Zweiter Teil des Interviews zum „Grünen Band“

Artenvielfalt, Landwirtschaft, Straßenbau – von Interessenskonflikten und Lobbyarbeit
Wanstschrecke im Grünen Band
Wanstschrecke im Grünen Band
Aus dem „Todesstreifen“ ein großes, lebendiges Naturschutzgebiet machen – das klingt nach einer tollen Idee. Doch seit der Wiedervereinigung gab es immer wieder andere Interessen, die dem Projekt im Weg stehen. In unserem Oktober-Heft (10/ 2014) ziehen wir passend dazu die gesamte „Ökobilanz der Wende“. Über die Probleme und Lösungen für den Naturschutz spricht unser Reporter Jan Berndorff die Initiatoren des Projekts „Grünes Band“, Hubert Weiger und Kai Frobel, sowie Projektleiterin Liana Geidezis.

natur: Als Sie kurz nach Mauerfall mit der Lobbyarbeit für das „Grüne Band“ begannen, konnten Sie schnell Klaus Töpfer, den damaligen Bundesumweltminister, für sich gewinnen. Aber es waren nicht alle offiziellen Stellen so begeistert, oder?

> _Aufgabenstellung_:
Setzen Sie das Interview zum „Grünen Band“ nach der zuletzt gestellten Frage fort. Das anschließende Material stammt aus einer anderen Quelle.

> _Quellenmaterial_:
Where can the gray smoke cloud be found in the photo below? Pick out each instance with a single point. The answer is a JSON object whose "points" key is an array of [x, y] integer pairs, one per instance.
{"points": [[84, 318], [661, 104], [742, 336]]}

> _Antwort_:
Weiger: Nein.  Auch, wenn Klaus Töpfer uns unterstützte, so gingen sein Ministerium selbst und auch das heute für die Initiative so wichtige Bundesamt für Naturschutz (BfN) noch nicht mit. Am ehesten kam noch etwas von der Bayerischen CSU, zunächst neben dem Kartierungsprojekt aber leider vor allem schöne Worte. Doch die rot-grüne Regierung in Hessen zum Beispiel interessierte sich so gut wie gar nicht.

Frobel: In Sachsen dagegen gab es zwei Leute am Umweltfachamt Plauen, die auch in Hof gewesen waren und die Sicherstellung mit Rückendeckung des Freistaats Sachsen vorantrieben. 1996 haben sie den gesamten Abschnitt Sachsens unter Schutz gestellt. 42 Kilometer sind das zwar nur, aber die sind bis heute der bestgeschützte Abschnitt des Grünen Bands.

Natur: Und da sind die anderen Landesregierungen nicht gefolgt?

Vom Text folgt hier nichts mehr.